Consigne:
Dans le texte sur les États-Unis et Rambo, recopiez le passage qui s'ouvre sur les mots « Il ne reste » et se ferme sur « métaphore. Voyons ! », en substituant « comparaison » à « métaphore ».

Texte à lire:
Il ne reste pour comprendre certaines choses que les détours de l'esprit, voire la fiction. La réalité est tellement confuse que l'analyse ou la simple lecture des faits et des évènements qui se succèdent devient possible grâce à la métaphore. Voyons !

Les Etats-Unis d'Amérique semblent décidés à surpasser la fiction qui faisait des biceps bronzés et de bronze qu'arborait gaillardement Sylver Stalone dans ses pirouettes en pleine brousse du Vietnam où le miracle des effets spéciaux l'encourage à se cambrer. Torse nu, sale et cheveux bandés, il se lance téméraire et intrépide à pourchasser les méchants et les odieux. A l'image identique de ses présidents. Hors de l'espace de la Métro Golden Mayer, où le lion rugit toujours sans qu'au fil des siècles, ne devint aphone, Rambo est parti courir sur les monts du Hindù Kùch et les crêtes du Paropamisus ; ces montagnes de l'Afghanistan qui adorant Dieu, altières, flirtent avec les cieux. Il a osé sans rougir à s'aventurer dans un nouvel épisode à partir combattre à Bagdad les méchants et les ogres munis d'armes de destruction massive ? Il va partir maintenant un peu partout tant que le jeu s'est avéré trop amusant. Bardé d'engins mobiles, de FM et de cartouchières, il était une bombe humaine.

Extrait d'un fichier de données:
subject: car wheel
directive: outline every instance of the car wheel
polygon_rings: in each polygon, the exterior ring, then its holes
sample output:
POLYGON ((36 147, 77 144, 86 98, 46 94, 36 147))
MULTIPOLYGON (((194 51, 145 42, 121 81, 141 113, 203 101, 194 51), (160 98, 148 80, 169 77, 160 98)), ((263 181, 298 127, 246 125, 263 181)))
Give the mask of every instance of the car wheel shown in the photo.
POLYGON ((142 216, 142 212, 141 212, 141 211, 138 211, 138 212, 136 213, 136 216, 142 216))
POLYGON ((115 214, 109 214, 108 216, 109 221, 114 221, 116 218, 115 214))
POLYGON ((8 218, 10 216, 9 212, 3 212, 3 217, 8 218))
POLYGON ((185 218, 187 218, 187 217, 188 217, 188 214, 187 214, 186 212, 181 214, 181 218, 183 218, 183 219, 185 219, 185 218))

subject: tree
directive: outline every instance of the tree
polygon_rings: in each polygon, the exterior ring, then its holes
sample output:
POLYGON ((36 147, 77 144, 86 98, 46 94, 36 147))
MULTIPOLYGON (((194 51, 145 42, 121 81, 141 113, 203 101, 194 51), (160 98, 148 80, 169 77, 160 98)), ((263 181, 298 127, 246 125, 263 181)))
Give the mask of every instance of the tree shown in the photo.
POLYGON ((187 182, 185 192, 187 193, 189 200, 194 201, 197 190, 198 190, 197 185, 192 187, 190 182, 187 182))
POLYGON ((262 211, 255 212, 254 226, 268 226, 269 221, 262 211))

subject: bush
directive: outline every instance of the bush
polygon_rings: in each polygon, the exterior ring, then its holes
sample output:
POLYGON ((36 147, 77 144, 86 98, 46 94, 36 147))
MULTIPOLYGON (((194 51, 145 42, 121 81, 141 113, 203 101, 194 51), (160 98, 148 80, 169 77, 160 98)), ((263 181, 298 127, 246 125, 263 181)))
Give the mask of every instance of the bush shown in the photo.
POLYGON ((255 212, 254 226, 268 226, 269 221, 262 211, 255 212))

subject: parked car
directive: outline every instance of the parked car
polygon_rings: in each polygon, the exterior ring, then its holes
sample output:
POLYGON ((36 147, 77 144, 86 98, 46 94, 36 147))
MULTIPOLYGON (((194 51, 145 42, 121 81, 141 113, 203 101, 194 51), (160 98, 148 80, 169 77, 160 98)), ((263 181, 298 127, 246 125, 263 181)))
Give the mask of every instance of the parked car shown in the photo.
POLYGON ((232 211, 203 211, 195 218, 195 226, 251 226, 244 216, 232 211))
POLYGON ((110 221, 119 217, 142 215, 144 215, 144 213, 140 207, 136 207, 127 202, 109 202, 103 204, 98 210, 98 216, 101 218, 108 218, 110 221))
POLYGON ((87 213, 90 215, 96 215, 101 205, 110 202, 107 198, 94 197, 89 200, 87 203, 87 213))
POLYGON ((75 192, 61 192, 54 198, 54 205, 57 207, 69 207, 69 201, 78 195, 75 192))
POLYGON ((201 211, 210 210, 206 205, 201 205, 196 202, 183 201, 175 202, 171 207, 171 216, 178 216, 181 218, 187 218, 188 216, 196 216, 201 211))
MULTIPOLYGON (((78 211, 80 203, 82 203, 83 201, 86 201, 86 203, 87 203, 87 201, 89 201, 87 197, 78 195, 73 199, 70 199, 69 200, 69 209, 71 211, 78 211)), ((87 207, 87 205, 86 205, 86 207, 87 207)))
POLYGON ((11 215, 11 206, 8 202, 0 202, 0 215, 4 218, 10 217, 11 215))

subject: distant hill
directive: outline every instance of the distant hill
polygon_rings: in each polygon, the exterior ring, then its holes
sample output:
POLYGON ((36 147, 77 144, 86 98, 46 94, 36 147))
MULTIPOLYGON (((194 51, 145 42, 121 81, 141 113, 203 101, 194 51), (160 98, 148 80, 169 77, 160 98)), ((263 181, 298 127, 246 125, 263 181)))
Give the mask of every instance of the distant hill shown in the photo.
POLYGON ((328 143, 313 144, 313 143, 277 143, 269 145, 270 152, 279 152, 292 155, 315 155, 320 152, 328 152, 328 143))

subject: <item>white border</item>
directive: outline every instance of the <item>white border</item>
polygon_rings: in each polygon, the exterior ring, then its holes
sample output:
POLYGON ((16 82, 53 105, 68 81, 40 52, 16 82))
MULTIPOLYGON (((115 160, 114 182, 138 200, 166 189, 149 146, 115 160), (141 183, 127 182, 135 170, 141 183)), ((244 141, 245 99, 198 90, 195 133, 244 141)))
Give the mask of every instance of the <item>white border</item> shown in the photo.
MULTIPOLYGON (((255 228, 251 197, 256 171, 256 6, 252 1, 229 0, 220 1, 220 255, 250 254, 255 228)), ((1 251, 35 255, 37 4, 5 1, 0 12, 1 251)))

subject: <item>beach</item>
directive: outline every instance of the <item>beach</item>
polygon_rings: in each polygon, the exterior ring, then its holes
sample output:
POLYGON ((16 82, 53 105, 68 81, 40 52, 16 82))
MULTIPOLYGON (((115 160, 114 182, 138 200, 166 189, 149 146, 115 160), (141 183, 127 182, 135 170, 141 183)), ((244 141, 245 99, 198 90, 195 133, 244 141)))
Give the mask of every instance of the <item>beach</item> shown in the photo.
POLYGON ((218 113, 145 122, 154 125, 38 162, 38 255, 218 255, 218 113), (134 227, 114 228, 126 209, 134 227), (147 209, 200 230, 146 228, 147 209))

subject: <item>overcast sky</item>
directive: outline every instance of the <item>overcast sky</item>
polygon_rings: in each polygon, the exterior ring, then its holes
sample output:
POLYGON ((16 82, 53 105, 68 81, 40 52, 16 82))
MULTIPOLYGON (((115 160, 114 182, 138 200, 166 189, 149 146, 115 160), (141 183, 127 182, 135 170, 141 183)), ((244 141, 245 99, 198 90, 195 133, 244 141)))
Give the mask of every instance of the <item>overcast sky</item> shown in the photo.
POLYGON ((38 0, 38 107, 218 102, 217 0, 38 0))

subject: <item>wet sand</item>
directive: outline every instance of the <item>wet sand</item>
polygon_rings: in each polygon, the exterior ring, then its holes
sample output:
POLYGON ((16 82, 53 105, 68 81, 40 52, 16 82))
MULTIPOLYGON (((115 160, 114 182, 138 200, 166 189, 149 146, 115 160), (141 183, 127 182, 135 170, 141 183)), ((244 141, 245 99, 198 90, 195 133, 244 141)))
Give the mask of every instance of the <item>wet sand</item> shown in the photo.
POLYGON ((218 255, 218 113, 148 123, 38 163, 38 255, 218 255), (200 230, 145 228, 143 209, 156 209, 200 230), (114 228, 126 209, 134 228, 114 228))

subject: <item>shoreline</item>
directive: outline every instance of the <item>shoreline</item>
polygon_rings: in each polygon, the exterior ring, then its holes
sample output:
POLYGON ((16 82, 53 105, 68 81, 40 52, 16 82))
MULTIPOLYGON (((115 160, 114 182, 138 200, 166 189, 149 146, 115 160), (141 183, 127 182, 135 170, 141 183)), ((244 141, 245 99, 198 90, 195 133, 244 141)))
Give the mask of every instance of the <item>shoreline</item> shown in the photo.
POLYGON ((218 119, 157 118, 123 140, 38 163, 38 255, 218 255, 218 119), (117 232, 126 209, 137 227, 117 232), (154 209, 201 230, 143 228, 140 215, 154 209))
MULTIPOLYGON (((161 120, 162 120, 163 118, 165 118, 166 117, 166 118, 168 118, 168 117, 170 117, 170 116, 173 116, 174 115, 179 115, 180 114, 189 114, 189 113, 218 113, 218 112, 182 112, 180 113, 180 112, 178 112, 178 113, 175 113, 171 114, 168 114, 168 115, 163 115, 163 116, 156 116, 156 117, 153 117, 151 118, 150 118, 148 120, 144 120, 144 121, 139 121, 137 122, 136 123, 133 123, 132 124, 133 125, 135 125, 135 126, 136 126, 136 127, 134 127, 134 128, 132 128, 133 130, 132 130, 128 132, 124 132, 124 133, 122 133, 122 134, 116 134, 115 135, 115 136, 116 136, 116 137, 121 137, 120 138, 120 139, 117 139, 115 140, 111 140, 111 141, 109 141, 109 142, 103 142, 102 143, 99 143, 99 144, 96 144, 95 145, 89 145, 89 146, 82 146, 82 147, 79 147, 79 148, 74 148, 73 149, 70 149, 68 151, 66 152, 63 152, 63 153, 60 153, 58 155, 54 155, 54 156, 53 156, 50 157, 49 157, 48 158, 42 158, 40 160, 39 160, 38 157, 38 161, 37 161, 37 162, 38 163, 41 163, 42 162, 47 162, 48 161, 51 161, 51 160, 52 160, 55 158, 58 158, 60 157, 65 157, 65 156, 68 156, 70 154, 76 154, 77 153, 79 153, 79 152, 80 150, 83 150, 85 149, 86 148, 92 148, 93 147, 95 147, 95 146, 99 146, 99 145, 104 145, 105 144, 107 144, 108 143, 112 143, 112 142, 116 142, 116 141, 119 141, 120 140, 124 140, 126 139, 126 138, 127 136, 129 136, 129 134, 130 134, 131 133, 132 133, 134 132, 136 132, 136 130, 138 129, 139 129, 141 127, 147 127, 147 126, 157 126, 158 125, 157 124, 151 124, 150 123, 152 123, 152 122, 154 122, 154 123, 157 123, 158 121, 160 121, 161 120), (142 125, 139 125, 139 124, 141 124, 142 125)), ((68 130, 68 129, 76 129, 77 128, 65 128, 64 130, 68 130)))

Corrigé:
Il ne reste pour comprendre certaines choses que les détours de l'esprit, voire la fiction. La réalité est tellement confuse que l'analyse ou la simple lecture des faits et des évènements qui se succèdent devient possible grâce à la comparaison. Voyons !